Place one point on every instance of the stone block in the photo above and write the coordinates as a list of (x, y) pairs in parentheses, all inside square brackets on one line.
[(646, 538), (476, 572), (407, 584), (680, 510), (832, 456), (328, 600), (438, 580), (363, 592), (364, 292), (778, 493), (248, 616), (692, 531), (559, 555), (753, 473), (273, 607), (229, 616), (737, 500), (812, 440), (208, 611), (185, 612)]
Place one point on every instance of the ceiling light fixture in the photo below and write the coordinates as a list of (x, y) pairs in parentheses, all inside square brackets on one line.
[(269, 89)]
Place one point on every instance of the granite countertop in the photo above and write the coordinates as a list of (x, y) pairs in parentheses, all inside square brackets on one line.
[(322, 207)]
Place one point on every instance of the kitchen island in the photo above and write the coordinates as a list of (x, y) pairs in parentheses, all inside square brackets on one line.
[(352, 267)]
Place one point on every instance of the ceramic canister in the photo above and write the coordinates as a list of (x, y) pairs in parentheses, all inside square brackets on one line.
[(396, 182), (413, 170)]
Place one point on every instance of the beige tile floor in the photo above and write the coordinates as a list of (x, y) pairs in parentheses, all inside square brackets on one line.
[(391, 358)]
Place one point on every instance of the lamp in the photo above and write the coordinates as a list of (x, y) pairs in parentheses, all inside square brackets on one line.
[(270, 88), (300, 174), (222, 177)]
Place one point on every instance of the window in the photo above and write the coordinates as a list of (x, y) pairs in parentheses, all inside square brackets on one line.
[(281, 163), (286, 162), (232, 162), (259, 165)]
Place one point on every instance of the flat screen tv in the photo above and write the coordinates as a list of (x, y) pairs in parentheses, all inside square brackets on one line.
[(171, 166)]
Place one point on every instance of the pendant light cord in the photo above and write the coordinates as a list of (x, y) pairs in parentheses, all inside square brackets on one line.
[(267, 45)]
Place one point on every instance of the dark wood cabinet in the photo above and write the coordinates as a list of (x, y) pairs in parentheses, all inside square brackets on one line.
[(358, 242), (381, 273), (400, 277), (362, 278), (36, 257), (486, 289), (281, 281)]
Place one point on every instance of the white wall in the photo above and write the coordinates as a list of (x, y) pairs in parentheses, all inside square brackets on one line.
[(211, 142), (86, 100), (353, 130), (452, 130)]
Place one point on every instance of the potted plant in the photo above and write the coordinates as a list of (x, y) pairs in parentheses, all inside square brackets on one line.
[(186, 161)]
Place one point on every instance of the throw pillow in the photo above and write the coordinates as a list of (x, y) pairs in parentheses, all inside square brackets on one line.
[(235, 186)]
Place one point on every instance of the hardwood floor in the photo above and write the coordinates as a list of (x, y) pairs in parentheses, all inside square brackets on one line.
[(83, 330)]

WORK TO COMPLETE: Convert the lines above, from the one containing "Place one point on every instance of the beige" through the one containing "[(270, 88), (300, 174), (222, 177)]", into a Markdown table with the columns Index and Content, numbering each row and omitting blank lines. Include only those lines.

ANSWER TO THIS EXERCISE:
| Index | Content |
|---|---|
| 1 | Place one point on every instance of the beige tile floor in the photo above and write the coordinates as a list of (x, y) pairs in parentheses, all inside square brackets on one line. |
| 2 | [(391, 358)] |
| 3 | Place one point on every instance of the lamp in the photo above and write the coordinates as a list of (x, y) pairs in parentheses, all inside square brackets on one line. |
| 4 | [(270, 88), (300, 174), (222, 177)] |